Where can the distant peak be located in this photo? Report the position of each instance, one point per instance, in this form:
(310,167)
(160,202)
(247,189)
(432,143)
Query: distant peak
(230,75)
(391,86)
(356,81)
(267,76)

Your objective:
Can you give the material again with "distant peak" changed to "far-off summit" wherever it occurs and everything else left as it is?

Completed task:
Where can the far-off summit be located in this photo? Report the position of each instance, one point per instance, in this form:
(310,167)
(160,202)
(247,189)
(432,143)
Query: far-off summit
(230,75)
(391,86)
(356,81)
(267,76)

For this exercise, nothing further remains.